"""

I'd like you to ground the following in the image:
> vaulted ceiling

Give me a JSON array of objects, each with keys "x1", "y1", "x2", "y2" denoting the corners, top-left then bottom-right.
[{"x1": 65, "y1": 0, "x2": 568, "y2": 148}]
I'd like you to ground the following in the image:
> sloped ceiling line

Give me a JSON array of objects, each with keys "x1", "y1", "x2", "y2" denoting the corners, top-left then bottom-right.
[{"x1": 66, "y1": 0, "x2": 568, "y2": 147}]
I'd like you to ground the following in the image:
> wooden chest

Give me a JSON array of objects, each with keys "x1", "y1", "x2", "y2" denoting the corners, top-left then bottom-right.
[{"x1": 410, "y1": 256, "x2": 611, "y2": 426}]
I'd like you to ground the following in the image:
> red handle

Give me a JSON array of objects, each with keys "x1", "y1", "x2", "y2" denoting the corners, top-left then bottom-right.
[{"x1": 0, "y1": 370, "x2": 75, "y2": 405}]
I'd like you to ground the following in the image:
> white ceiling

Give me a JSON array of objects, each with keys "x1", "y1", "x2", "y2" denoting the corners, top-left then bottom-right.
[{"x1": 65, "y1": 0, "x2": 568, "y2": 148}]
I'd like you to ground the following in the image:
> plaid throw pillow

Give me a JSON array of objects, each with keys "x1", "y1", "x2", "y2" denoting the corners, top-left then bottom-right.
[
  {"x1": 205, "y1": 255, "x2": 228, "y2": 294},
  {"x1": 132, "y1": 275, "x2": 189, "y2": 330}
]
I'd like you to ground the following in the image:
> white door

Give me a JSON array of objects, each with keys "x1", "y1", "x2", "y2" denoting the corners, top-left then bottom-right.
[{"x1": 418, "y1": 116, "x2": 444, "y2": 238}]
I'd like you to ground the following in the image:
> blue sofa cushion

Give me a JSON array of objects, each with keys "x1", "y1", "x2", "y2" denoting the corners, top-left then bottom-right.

"""

● Assigned task: The answer must be the full listing, copied exactly.

● Exercise result:
I'd like you to ground the following in the image:
> vaulted ceiling

Give me a JSON array of objects, each with keys "x1", "y1", "x2", "y2" denoting the corners, top-left then bottom-right.
[{"x1": 65, "y1": 0, "x2": 568, "y2": 148}]
I'd like you to ground the following in the image:
> sloped ceiling line

Give me a JSON array of objects, each with keys "x1", "y1", "x2", "y2" denoting the corners, top-left then bottom-right.
[{"x1": 66, "y1": 0, "x2": 568, "y2": 147}]
I'd like you to ground the following in the image:
> wooden chest

Give me a JSON array of objects, each with keys "x1", "y1", "x2", "y2" denoting the corners, top-left then bottom-right.
[{"x1": 410, "y1": 256, "x2": 611, "y2": 426}]
I'd like you to ground the following in the image:
> red handle

Give me a JSON array of objects, each with keys "x1", "y1", "x2", "y2" denoting the corners, top-left then bottom-right.
[{"x1": 0, "y1": 370, "x2": 75, "y2": 405}]
I'd like you to ground the following in the image:
> white ceiling

Give me a JSON array of objects, each with keys "x1", "y1", "x2", "y2" denoting the corners, top-left then bottom-right.
[{"x1": 65, "y1": 0, "x2": 568, "y2": 148}]
I'd like you to ground the following in the image:
> plaid throw pillow

Give me a JSON array of objects, each with keys "x1", "y1", "x2", "y2" denoting the corners, top-left then bottom-right.
[
  {"x1": 205, "y1": 255, "x2": 228, "y2": 294},
  {"x1": 132, "y1": 275, "x2": 189, "y2": 330}
]
I'd like you to ground the following in the image:
> white door

Give me a JSON array of objects, each with keys "x1", "y1", "x2", "y2" denoting the corners, top-left then bottom-right.
[{"x1": 418, "y1": 116, "x2": 444, "y2": 238}]
I'd like you to ground the following in the image:
> blue sofa cushion

Give me a JSON array of objects, each with keys "x1", "y1", "x2", "y2" denoting the corners, top-left then bottom-right.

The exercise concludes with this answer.